**Set problem:**
Extract the complete listing and output it unchanged.

**Data entries:**
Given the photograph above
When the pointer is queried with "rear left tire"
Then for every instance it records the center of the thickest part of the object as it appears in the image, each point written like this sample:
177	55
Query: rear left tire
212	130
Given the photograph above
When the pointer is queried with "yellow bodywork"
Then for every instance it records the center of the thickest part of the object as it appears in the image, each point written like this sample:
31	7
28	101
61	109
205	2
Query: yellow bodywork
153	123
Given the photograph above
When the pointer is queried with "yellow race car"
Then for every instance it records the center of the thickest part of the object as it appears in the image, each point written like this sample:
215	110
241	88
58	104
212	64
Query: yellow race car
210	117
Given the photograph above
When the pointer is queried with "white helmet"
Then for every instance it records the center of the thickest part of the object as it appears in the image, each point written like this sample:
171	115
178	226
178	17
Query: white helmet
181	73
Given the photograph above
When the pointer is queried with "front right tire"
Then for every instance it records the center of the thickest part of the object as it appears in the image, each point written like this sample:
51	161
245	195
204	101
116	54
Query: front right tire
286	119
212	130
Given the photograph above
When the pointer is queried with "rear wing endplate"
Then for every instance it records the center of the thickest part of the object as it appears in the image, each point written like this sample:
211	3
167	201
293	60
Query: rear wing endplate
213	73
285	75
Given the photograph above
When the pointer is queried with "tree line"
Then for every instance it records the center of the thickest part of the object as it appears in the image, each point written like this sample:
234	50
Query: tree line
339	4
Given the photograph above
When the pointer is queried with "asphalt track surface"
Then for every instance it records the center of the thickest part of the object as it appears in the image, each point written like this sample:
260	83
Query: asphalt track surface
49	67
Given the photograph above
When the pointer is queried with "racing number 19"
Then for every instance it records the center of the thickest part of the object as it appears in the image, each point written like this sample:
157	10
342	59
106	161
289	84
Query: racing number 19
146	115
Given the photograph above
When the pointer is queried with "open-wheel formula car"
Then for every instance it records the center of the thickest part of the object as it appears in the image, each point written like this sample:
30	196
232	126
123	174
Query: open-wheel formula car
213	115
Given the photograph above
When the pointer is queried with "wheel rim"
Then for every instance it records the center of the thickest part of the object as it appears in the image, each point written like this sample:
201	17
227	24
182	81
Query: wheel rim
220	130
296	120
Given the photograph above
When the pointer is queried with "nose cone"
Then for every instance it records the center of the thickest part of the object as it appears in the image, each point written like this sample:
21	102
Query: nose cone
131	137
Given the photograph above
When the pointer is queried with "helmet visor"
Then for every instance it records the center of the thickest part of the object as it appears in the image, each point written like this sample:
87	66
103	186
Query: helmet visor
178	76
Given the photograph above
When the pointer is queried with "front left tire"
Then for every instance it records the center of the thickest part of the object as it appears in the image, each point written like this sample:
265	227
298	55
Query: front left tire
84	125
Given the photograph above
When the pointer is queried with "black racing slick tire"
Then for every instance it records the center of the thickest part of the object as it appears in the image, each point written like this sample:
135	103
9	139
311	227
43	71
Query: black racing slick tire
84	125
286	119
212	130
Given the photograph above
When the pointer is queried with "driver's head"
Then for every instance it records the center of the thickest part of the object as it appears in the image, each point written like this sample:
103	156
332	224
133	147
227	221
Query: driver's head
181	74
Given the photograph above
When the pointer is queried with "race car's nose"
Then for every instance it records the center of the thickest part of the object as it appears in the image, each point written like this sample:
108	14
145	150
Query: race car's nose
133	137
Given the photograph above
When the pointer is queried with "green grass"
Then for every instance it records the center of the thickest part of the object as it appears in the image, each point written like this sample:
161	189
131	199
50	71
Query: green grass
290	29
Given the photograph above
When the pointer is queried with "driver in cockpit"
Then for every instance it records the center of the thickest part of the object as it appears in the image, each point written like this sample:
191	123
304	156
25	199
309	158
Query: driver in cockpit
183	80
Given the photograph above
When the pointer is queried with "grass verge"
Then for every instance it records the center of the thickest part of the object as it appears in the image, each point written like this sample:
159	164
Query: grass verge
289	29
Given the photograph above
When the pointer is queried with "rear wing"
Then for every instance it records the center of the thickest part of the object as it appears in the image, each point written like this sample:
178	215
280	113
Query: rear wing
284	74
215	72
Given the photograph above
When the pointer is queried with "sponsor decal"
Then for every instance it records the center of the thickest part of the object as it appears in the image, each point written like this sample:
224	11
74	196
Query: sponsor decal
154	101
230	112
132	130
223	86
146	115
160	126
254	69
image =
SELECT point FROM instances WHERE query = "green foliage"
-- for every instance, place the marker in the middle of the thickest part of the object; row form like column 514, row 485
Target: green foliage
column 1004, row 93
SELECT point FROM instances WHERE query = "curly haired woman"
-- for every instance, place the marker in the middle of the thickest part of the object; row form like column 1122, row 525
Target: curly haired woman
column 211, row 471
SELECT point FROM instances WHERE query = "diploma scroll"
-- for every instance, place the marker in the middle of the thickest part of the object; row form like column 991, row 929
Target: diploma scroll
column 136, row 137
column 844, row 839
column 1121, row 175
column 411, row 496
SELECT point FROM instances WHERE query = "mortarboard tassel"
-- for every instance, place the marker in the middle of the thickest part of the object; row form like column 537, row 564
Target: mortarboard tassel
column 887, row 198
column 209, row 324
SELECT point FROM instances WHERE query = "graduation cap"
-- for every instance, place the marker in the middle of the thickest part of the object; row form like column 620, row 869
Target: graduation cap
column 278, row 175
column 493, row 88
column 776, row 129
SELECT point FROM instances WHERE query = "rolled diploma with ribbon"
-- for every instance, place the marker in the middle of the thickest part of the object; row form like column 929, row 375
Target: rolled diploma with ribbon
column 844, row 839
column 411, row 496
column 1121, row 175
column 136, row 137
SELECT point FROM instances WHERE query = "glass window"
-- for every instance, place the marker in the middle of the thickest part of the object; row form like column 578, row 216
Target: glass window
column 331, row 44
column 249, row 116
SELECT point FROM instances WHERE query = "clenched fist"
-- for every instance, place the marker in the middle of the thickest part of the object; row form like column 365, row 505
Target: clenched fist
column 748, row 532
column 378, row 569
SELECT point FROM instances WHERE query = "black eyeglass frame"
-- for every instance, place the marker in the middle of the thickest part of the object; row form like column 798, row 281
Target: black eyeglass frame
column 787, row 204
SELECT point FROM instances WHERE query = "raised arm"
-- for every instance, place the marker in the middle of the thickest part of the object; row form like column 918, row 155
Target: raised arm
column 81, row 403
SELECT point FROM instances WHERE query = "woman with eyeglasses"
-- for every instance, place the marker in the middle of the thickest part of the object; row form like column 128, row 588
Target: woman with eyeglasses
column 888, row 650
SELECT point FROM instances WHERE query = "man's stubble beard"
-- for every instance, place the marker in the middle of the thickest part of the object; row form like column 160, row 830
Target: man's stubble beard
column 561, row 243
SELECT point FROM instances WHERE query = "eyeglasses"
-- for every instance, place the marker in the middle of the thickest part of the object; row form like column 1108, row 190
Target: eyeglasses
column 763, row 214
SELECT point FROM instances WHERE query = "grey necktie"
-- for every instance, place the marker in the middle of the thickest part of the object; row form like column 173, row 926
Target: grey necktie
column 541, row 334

**Worked solution:**
Given the photograph above
When the pointer is queried with "rear left tire"
Then for every instance it records the center of the thickest part of the object as it appears in the image, each point written like this sample:
177	55
Query: rear left tire
212	130
Given the photograph above
When the pointer is queried with "yellow bodywork"
Then for every instance it records the center of the thickest part of the object as it appears in the image, each point written like this sample:
31	7
28	101
61	109
205	2
Query: yellow bodywork
153	123
Given the photograph above
When the pointer is queried with "yellow race car"
Then for every instance it records the center of the thickest part of the object as it appears in the image, each point written like this sample:
215	110
241	88
58	104
212	64
Query: yellow race car
210	117
Given the photograph above
When the pointer is queried with "white helmet"
Then for every instance it records the center of the thickest part of the object as it appears in the image, each point written like this sample:
171	115
178	226
178	17
Query: white helmet
181	73
Given the photograph above
When the pointer is queried with "front right tire"
Then for every instance it records the center of the thickest part of the object as it appears in the image, each point written like this sample:
51	161
245	195
204	101
116	54
Query: front right tire
286	119
212	130
Given the photograph above
When the pointer is queried with "rear wing endplate"
Then for every instance it records the center of the thickest part of the object as it appears in the image, each point written like this sample:
211	3
167	201
293	60
Query: rear wing endplate
213	73
285	75
Given the photograph above
When the pointer is queried with "tree line"
Then for every instance it records the center of the thickest part of the object as it appears in the image, each point written like this sample:
234	50
Query: tree line
339	4
Given the photograph above
When the pointer is queried with "asphalt track surface"
Then for every instance it records the center of the thickest part of the object as it appears in the image, each point written like this sample:
260	83
Query: asphalt track surface
49	67
Given the photograph above
When the pointer is queried with "racing number 19"
Then for every instance it records the center of the thickest part of the object as it appears in the image, each point written like this sample:
157	10
342	59
106	161
289	84
Query: racing number 19
146	115
Given the photograph above
When the pointer is queried with "open-wheel formula car"
Then for every instance it records the center of the thickest part of the object as it appears in the image, each point written like this sample:
30	196
232	126
123	174
Query: open-wheel formula car
213	115
Given the photograph above
When the pointer is queried with "wheel rim"
Then for every instance it records the center of the thickest part of the object as it appears in the image, each point written like this sample:
201	17
227	24
182	81
Query: wheel rim
220	130
296	120
Given the photograph above
When the pointer is queried with "nose cone"
Then for every instance it records the center of the thickest part of the object as it appears in the image, each point written like this sample:
21	102
Query: nose cone
131	137
Given the photograph above
When the pointer is queried with "helmet visor"
Then for every instance it records the center of the thickest part of the object as it appears in the image, each point written like this sample:
87	66
103	186
Query: helmet visor
178	76
Given the photograph above
When the pointer is queried with "front left tire"
Then for every instance it records the center of the thickest part of the object as it appears in the image, each point written like this sample:
265	227
298	55
Query: front left tire
84	125
Given the photograph above
When the pointer is queried with "black racing slick tire"
Then for every instance it records the center of the thickest part of the object as it appears in the image, each point written like this sample:
135	103
9	139
311	227
43	71
Query: black racing slick tire
84	125
286	119
212	130
Given the photograph above
When the pointer is queried with "driver's head"
Then for every instance it records the center of the thickest part of the object as it appears in the image, each point written like this sample:
103	156
332	224
133	147
227	221
Query: driver's head
181	74
Given the photograph above
When the pointer is queried with "race car's nose"
Then for every instance it records the center of the thickest part of the object as it appears in the image, each point written like this sample:
108	14
145	150
Query: race car's nose
133	137
Given the photograph above
When the pointer is queried with "green grass"
Then for every instance it records the center of the thickest part of the object as it appears in the image, each point written like this sample:
161	189
131	199
50	71
Query: green grass
290	29
Given the photograph above
When the pointer is queried with "driver in cockpit"
Then for every instance it records the center of the thickest part of the object as it appears in the image, each point written like this sample:
191	123
304	156
25	199
309	158
Query: driver in cockpit
183	80
Given the photograph above
When the pointer is queried with "grass verge"
Then for every instance it records the center of the thickest part of the object as it appears in the image, each point written like this sample:
159	164
Query: grass verge
289	29
Given the photograph above
When the pointer is queried with "rear wing"
Then for every instance it records the center of the thickest part of the object as it appears in the image, each point written like this sample:
178	215
280	113
Query: rear wing
284	74
215	72
Given the photograph above
When the pointer is queried with "sponsor decal"
Then for every instance it records the center of the thickest part of the object as it appears in the image, each point written like this sample:
224	11
74	196
Query: sponsor decal
154	101
230	112
132	130
223	86
146	115
160	126
254	69
image =
SELECT point FROM instances WHERE query = "green foliage"
-- for every instance, place the marker in the middle of the thickest part of the object; row form like column 514, row 485
Target: green foliage
column 1004, row 93
SELECT point FROM instances WHERE query = "curly haired woman"
-- for every instance, place the marker in the middle of the thickest part of the object; row form like column 1122, row 525
Target: curly haired woman
column 211, row 471
SELECT point FROM instances WHERE query = "diploma scroll"
-- for every instance, place the marker in the middle of the thickest part of the object; row form like column 991, row 929
Target: diploma scroll
column 136, row 137
column 844, row 839
column 1121, row 175
column 411, row 496
SELECT point FROM instances WHERE query = "mortarboard tassel"
-- for every instance, place the marker in the middle of the thickest part of the object; row form like column 537, row 564
Target: mortarboard tassel
column 887, row 198
column 209, row 324
SELECT point FROM instances WHERE query = "graduation cap"
-- for every instance, place the marker in the middle of the thickest part of the object; row form like column 620, row 869
Target: graduation cap
column 278, row 175
column 493, row 88
column 776, row 129
SELECT point FROM instances WHERE query = "rolled diploma with ribbon"
-- for every instance, place the marker in the middle of the thickest part of the object; row form like column 929, row 375
Target: rolled diploma with ribbon
column 844, row 839
column 411, row 496
column 1121, row 175
column 136, row 137
SELECT point FROM instances WHERE query = "glass window"
-- for every instance, place the marker in the middle of the thickest part of the object; row form like column 578, row 216
Target: glass window
column 331, row 44
column 249, row 116
SELECT point FROM instances WHERE query = "clenched fist"
-- for every instance, place the marker in the middle of the thickest part of the object; row form like column 365, row 505
Target: clenched fist
column 748, row 532
column 378, row 569
SELECT point FROM instances WHERE query = "black eyeglass frame"
-- for every instance, place the marker in the middle of the thickest part of the object; row form like column 798, row 281
Target: black eyeglass frame
column 787, row 204
SELECT point FROM instances WHERE query = "raised arm"
-- for every instance, place the marker in the middle of the thickest part of the object; row form like column 918, row 155
Target: raised arm
column 81, row 403
SELECT point FROM instances WHERE query = "woman with eyeglasses"
-- for every instance, place the marker in the middle of the thickest part of the object; row form like column 128, row 588
Target: woman with eyeglasses
column 888, row 650
SELECT point FROM instances WHERE query = "man's stubble beard"
-- for every instance, place the marker in the middle of the thickest part of the object; row form like column 160, row 830
Target: man's stubble beard
column 561, row 243
SELECT point FROM instances WHERE query = "eyeglasses"
-- for every instance, place the marker in the middle of the thickest part of the object; row form like column 1108, row 190
Target: eyeglasses
column 763, row 214
SELECT point FROM instances WHERE query = "grey necktie"
-- for every instance, place the marker in the middle of the thickest part of the object; row form like column 173, row 926
Target: grey necktie
column 541, row 334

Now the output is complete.